[[ Text under study, beginning ]]
How to Navigate Long-Term Care Decisions with Aging Parents
Deciding on long-term care for an aging parent may be a difficult and emotionally charged decision. You and your siblings all want the best for your parents, but differing opinions on what that looks like – and how to make it happen – can lead to conflict. Whether the disagreement is over the type of care, how to pay for it or who gets a say in the decision, having a clear, collaborative plan can make all the difference.
Why Families Disagree About Long-Term Care
It’s not uncommon for siblings and parents to have different perspectives on care needs. Common sources of disagreement include:
- Level of care needed: Your parent may feel that they can remain at home with minimal support, while you and your siblings believe assisted living or skilled nursing is necessary.
- Financial concerns: Disputes can arise over how care costs will be covered, especially if there’s no clear plan for using family resources.
- Exclusion from decision-making: Tensions build when family members feel left out of conversations or major choices.
- Timing: Some family members may want to act quickly, while others prefer to wait and “see how things go.”
These disagreements can stall progress and strain relationships if they’re not addressed early and openly.
Start with an Honest, Inclusive Conversation
Before making any decisions, bring everyone – siblings and parents – into the same discussion. If possible, hold a family meeting in person or via video call so everyone hears the same information at the same time. Focus on listening without judgment and ensuring all voices are heard.
Here are a few strategies that can help:
- Use “I” statements to share concerns without placing blame.
- Clarify priorities – are safety, independence, cost or location most important?
- Document the discussion so agreements and next steps are clear to all.
Create a Care Plan Together
Mapping out a clear plan can prevent many future disagreements. Your care plan should include:
- Daily needs: Meal preparation, medication management, transportation and social activities.
- Type of care: In-home care, assisted living, memory care or skilled nursing.
- Roles and responsibilities: Assign specific tasks to each sibling to avoid confusion.
[[ Text under study, end ]]
[[ Entries provided, beginning ]]
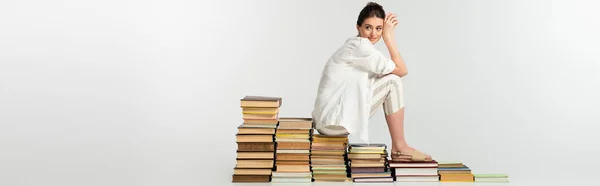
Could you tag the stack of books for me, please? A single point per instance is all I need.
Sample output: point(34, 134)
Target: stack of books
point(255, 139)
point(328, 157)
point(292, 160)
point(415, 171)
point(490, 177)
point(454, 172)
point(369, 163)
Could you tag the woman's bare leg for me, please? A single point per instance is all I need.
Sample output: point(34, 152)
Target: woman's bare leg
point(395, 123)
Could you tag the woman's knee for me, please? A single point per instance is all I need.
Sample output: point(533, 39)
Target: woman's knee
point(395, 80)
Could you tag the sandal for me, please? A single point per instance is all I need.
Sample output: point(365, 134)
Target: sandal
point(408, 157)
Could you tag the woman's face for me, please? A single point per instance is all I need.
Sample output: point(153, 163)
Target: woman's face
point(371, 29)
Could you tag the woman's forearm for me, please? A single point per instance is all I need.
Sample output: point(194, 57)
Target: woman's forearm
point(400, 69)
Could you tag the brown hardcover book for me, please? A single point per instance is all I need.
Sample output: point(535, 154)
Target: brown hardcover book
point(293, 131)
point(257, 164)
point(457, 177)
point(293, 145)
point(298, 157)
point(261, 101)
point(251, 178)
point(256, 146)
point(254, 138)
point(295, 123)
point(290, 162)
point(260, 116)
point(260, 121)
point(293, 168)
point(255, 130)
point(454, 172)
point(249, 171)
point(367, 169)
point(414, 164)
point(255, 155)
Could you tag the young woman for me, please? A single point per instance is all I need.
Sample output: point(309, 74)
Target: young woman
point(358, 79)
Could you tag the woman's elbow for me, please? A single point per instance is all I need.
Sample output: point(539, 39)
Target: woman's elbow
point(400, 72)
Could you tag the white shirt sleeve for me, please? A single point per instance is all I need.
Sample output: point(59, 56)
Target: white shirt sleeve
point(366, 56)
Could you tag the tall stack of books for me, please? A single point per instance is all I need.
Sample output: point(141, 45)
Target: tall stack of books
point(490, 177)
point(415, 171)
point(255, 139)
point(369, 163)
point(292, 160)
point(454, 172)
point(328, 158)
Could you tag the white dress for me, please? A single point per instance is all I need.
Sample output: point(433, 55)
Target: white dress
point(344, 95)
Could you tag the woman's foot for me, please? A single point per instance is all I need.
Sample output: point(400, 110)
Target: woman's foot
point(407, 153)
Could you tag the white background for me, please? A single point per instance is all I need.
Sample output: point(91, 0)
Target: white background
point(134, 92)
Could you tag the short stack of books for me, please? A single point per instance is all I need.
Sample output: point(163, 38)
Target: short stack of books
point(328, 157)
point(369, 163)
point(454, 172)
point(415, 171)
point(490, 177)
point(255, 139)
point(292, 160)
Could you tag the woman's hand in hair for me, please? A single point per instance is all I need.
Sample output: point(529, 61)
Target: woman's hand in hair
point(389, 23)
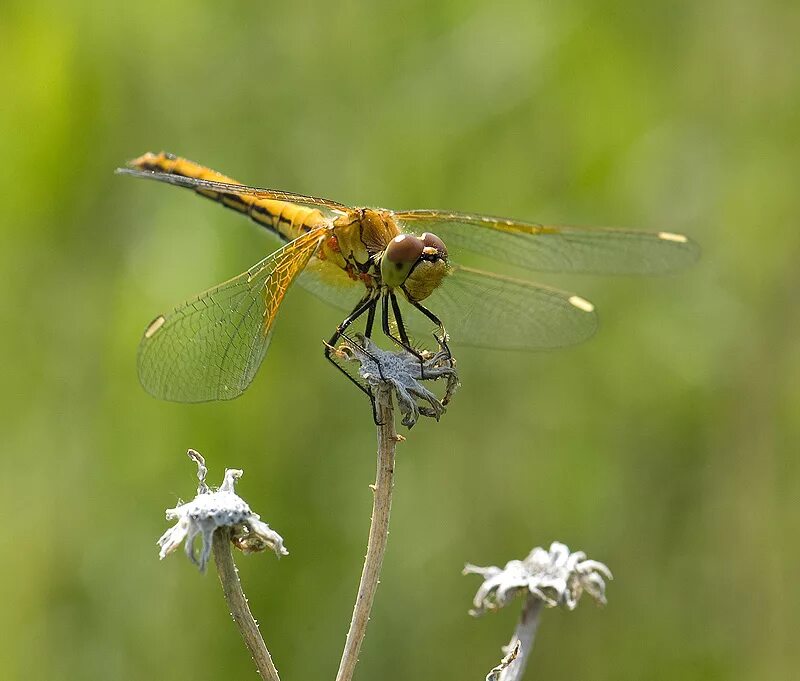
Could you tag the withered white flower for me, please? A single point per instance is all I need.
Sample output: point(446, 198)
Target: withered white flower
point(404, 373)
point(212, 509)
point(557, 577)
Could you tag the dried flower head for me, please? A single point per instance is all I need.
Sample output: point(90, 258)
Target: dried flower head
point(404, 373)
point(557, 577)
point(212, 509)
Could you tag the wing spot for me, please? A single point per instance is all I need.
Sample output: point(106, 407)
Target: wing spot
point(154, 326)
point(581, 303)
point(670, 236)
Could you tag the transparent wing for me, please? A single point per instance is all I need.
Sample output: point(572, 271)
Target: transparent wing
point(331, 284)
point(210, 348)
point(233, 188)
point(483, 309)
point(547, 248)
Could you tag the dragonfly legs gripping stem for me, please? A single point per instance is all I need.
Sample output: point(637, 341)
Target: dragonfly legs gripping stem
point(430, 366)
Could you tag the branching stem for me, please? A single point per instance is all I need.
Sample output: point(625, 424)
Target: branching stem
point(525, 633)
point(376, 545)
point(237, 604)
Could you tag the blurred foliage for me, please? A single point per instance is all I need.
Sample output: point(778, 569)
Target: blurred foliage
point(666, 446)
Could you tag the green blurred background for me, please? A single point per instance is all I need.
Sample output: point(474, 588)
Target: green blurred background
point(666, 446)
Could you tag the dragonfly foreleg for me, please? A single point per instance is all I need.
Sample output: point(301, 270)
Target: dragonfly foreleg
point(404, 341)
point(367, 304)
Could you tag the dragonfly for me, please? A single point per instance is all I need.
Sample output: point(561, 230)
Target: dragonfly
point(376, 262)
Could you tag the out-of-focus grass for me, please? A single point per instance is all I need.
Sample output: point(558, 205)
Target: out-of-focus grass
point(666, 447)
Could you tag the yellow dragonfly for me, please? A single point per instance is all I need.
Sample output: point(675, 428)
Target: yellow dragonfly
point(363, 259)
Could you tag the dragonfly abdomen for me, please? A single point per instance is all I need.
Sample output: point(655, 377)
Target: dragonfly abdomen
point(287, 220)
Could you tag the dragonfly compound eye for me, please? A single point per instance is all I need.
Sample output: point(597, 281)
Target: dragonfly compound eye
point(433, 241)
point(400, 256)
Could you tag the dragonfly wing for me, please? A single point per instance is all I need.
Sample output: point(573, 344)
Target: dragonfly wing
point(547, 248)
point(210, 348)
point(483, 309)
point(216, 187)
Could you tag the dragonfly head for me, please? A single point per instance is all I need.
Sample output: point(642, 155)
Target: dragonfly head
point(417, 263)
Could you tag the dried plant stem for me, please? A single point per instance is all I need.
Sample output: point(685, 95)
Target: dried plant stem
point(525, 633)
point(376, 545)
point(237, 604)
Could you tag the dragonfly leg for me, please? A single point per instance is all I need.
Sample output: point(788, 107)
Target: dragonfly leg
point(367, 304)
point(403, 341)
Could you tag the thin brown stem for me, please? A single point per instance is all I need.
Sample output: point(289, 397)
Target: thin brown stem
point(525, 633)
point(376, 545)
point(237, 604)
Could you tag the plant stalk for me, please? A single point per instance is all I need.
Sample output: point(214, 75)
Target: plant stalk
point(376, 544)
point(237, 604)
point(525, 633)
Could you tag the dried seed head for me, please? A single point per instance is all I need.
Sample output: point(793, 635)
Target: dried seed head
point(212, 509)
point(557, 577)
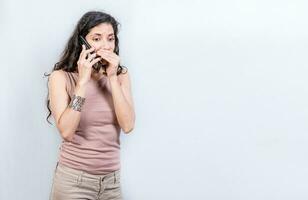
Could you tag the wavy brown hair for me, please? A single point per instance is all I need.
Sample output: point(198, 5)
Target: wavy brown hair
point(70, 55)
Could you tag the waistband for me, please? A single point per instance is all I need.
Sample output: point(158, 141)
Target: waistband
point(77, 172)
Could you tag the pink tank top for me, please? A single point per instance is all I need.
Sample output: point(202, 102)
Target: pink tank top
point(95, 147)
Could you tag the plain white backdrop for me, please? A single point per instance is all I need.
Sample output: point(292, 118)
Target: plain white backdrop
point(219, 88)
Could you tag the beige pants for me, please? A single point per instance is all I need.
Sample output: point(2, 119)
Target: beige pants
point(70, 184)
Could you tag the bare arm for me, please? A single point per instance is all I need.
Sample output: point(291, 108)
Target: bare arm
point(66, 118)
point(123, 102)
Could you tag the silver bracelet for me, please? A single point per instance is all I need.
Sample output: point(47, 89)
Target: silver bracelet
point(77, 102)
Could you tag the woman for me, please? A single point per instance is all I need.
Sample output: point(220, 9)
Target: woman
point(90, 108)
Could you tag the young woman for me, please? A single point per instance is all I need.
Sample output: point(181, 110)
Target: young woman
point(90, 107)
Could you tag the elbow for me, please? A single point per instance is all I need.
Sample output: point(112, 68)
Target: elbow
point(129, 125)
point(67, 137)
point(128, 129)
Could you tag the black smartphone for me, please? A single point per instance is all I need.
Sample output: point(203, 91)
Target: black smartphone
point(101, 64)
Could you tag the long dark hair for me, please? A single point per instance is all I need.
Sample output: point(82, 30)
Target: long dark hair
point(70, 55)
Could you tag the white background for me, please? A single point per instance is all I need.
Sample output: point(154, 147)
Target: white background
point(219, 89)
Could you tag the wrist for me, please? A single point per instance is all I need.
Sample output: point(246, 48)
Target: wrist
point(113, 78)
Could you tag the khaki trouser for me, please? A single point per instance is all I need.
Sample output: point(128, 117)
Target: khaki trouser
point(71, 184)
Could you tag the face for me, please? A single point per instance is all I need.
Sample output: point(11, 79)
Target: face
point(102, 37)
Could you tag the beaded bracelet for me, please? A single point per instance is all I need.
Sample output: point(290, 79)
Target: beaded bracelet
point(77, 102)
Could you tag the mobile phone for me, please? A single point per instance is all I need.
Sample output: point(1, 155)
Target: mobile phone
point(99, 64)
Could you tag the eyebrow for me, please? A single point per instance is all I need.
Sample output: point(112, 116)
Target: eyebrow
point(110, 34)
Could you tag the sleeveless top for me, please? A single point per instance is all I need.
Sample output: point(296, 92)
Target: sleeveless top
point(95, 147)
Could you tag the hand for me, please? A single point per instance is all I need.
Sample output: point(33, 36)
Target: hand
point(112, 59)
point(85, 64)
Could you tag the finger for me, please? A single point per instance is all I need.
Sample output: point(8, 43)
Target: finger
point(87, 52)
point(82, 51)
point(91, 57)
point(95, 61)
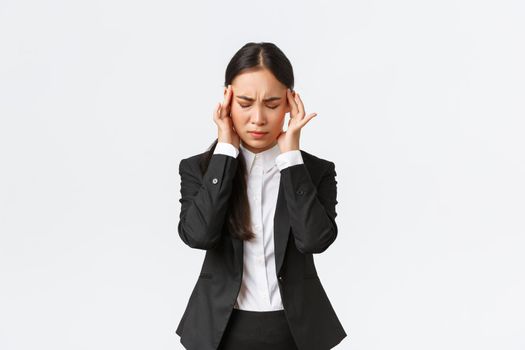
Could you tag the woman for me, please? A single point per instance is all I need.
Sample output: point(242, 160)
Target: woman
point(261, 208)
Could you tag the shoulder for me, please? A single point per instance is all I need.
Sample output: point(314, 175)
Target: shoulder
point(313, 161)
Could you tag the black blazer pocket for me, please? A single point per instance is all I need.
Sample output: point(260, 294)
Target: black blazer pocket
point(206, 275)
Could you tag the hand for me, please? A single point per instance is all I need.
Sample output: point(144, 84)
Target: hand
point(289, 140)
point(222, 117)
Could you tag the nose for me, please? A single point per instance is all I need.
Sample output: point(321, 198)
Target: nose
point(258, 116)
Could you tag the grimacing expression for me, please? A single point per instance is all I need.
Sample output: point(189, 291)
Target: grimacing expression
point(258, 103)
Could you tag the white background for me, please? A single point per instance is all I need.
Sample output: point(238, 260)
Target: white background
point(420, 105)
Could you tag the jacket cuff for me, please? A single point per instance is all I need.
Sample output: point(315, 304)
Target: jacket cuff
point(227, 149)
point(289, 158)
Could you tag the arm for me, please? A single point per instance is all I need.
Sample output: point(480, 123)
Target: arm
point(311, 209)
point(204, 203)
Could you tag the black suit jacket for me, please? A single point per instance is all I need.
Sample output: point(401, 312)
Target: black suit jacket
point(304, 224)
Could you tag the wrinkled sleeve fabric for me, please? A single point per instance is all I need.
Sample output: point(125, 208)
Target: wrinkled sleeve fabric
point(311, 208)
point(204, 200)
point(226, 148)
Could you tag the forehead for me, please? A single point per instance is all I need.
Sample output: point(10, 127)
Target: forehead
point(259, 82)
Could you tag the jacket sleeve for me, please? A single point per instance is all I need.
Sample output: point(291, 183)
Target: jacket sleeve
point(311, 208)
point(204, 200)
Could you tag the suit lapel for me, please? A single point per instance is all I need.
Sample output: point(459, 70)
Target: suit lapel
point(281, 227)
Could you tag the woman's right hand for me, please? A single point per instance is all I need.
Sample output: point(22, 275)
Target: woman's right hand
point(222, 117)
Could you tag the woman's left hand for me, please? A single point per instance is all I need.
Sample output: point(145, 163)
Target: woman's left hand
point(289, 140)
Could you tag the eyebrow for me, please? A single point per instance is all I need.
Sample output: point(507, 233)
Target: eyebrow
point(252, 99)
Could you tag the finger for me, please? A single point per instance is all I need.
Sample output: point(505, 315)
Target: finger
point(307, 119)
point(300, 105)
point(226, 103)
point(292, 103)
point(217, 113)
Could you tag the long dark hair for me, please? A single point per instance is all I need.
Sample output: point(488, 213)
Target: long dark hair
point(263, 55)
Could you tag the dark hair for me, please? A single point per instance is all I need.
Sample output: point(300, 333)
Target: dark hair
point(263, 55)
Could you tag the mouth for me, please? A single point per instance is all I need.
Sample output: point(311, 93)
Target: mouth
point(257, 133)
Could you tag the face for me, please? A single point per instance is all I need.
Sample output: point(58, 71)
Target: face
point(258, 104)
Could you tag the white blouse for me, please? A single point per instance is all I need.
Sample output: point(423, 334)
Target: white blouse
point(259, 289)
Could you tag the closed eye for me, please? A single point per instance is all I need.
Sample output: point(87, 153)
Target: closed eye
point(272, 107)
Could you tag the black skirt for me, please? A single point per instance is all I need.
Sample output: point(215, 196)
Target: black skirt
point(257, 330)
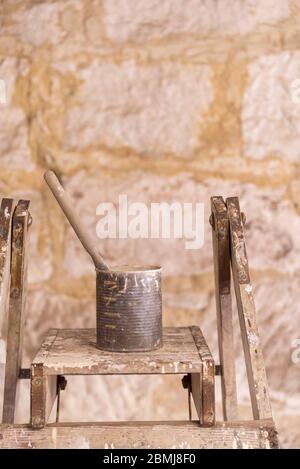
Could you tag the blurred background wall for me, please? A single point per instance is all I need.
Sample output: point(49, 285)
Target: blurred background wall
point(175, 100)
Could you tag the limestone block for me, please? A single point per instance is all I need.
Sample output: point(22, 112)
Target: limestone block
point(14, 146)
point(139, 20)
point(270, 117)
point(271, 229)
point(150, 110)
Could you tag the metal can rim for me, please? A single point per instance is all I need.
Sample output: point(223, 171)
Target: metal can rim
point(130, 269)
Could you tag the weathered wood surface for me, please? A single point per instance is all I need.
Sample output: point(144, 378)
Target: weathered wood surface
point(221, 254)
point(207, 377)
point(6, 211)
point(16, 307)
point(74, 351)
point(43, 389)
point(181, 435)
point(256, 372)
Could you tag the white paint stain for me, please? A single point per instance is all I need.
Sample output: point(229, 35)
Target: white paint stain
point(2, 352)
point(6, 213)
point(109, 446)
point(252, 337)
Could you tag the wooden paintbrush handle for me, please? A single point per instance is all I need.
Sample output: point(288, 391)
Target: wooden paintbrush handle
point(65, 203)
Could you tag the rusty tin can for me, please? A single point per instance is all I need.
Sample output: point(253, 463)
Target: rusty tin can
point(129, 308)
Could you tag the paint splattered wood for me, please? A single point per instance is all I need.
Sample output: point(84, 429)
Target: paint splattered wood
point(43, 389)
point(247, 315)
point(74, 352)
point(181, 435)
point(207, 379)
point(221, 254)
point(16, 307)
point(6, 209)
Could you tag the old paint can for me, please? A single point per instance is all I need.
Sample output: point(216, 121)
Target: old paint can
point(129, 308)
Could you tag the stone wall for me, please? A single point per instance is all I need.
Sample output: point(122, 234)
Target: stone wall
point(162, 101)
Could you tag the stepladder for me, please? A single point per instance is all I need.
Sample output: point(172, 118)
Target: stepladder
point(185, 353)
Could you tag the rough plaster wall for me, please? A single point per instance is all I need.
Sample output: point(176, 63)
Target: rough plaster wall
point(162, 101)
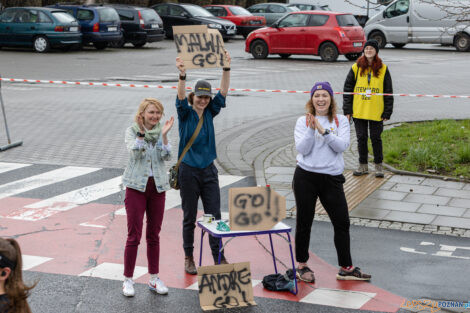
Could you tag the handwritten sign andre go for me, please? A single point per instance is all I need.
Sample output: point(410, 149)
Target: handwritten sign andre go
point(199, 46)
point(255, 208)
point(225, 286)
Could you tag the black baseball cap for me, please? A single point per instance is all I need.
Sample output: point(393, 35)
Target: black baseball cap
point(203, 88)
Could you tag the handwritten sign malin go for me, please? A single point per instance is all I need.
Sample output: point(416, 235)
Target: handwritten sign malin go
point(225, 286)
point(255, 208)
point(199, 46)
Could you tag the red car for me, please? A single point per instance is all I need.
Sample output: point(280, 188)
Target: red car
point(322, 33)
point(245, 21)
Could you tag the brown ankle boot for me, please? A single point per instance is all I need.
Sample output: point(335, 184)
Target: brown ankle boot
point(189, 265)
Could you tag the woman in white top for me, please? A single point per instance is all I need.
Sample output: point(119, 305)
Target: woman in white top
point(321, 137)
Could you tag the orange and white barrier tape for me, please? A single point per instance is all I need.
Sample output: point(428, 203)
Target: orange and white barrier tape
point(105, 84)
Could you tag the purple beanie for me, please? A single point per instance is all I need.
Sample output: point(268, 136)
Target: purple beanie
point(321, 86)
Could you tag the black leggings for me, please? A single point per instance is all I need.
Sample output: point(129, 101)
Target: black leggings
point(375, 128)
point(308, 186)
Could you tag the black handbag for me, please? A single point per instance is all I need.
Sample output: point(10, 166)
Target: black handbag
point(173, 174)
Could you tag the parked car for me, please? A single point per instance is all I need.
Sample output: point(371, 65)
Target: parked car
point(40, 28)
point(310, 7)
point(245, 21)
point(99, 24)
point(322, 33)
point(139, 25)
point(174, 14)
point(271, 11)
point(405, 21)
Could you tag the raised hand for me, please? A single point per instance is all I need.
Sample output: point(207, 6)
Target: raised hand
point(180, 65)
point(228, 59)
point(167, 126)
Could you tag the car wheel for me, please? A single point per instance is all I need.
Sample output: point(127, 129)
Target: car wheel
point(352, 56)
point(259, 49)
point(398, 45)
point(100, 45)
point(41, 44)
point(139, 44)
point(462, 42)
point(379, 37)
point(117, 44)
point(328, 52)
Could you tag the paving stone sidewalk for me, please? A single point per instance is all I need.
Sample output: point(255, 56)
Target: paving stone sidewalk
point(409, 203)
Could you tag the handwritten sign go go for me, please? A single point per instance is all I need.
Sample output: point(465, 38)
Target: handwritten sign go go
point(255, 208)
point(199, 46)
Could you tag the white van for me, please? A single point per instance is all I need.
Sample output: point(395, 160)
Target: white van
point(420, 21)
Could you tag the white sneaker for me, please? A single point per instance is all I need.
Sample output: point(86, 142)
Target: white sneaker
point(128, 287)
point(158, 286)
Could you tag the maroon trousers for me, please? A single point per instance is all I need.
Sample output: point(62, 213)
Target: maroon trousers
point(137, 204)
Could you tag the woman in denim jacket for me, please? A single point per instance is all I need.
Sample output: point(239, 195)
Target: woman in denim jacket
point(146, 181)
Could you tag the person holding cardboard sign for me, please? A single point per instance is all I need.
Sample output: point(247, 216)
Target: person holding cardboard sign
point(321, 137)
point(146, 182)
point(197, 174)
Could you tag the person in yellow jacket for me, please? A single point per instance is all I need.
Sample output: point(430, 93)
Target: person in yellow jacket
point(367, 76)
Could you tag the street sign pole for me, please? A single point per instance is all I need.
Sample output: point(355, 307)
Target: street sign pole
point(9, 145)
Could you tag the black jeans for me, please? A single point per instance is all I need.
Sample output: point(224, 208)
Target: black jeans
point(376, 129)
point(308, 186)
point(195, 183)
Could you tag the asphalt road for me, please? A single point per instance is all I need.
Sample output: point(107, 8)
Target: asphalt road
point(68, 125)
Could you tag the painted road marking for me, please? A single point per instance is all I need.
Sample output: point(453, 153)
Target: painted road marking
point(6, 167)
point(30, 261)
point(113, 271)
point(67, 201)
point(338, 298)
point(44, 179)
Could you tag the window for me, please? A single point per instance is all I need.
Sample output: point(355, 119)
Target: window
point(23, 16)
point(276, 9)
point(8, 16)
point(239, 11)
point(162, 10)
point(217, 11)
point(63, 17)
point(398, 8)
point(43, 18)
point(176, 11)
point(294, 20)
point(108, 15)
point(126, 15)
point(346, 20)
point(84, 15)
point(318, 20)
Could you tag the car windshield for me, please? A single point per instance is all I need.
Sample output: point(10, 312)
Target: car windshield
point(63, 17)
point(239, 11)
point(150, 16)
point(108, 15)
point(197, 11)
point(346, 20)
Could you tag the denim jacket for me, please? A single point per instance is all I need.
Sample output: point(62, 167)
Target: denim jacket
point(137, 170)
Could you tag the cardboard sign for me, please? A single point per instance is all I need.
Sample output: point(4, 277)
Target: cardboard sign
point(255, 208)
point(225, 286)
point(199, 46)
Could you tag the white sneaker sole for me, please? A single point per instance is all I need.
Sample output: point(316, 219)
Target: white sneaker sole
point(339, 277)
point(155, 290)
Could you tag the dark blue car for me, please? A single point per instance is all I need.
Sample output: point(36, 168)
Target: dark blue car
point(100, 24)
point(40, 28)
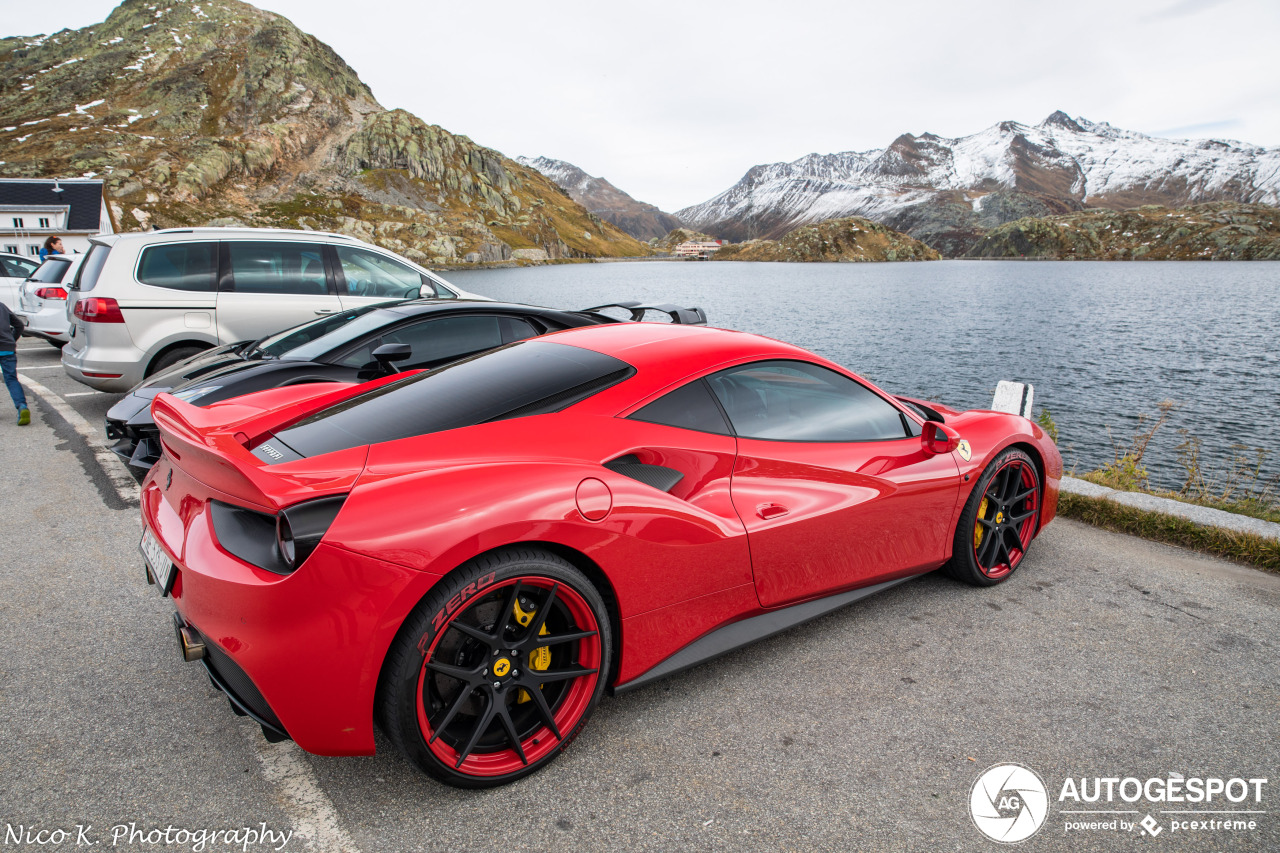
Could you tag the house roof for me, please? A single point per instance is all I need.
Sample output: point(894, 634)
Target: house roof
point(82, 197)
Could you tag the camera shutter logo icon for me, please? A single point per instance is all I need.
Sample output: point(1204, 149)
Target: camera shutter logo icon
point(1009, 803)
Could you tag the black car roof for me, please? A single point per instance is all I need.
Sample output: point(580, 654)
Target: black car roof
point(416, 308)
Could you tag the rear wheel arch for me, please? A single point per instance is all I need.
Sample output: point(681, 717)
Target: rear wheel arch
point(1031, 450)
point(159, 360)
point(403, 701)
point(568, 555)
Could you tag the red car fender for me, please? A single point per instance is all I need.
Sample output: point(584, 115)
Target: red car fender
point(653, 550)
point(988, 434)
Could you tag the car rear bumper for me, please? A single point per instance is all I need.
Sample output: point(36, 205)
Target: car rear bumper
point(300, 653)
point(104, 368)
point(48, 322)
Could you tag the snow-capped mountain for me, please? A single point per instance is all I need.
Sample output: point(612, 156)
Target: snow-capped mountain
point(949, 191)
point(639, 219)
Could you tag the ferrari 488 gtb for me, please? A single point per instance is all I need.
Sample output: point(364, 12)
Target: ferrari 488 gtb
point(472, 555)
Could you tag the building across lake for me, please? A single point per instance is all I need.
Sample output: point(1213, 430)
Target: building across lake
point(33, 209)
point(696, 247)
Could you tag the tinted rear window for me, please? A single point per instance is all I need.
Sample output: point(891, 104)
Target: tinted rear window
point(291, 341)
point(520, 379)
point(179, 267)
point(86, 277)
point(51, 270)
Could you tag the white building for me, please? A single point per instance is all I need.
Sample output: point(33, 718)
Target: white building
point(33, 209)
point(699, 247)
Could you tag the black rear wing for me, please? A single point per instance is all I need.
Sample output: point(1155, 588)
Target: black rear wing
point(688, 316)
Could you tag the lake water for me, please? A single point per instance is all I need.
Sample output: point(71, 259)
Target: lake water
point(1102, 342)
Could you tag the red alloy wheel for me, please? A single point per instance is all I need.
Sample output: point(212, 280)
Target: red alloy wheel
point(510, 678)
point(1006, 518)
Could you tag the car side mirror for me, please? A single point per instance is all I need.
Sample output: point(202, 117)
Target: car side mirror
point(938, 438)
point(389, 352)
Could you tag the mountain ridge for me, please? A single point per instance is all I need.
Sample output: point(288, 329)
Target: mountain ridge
[[ Entries provided, end ]]
→ Work item
How might the article on navigating long-term care decisions with aging parents go on? Write its next part, starting right after the last line shown. This material was taken from a separate source.

→ Written answer
- Financial plan: Determine how care will be paid for, including insurance, savings or selling assets.
A rough draft of both the care plan and the finances can serve as a working document that evolves as your parent’s needs change.
Bring in a Neutral Third Party
If conversations stall or emotions run high, consider involving a professional mediator, social worker or geriatric care manager. These neutral third parties can assess your parent’s needs, explain care options and help the family find common ground.
Healthcare providers can also be valuable allies – having a doctor’s input on your parent’s health and safety needs can help move the conversation from opinion- to fact-based planning.
Keep the Focus on Your Parent’s Wishes
It’s easy for family members to get caught up in logistics and personal preferences, but ultimately, the goal is to honor your parent’s values and desires. If possible, involve them directly in the decision-making process. Even if their care needs are significant, ensuring their voice is heard can reduce conflict and build trust.
How Galleria Woods Can Help
At Galleria Woods, we understand the challenges families face when making these important choices – that’s why we provide flexible solutions that can adapt to your loved one’s needs over time. We’ve seen firsthand how the right environment, care team and support can bring peace of mind to the whole family. From assisted living to skilled nursing, we provide different types of long-term care, planned based on the needs of your loved one. Contact us today and we’ll answer all your questions and concerns.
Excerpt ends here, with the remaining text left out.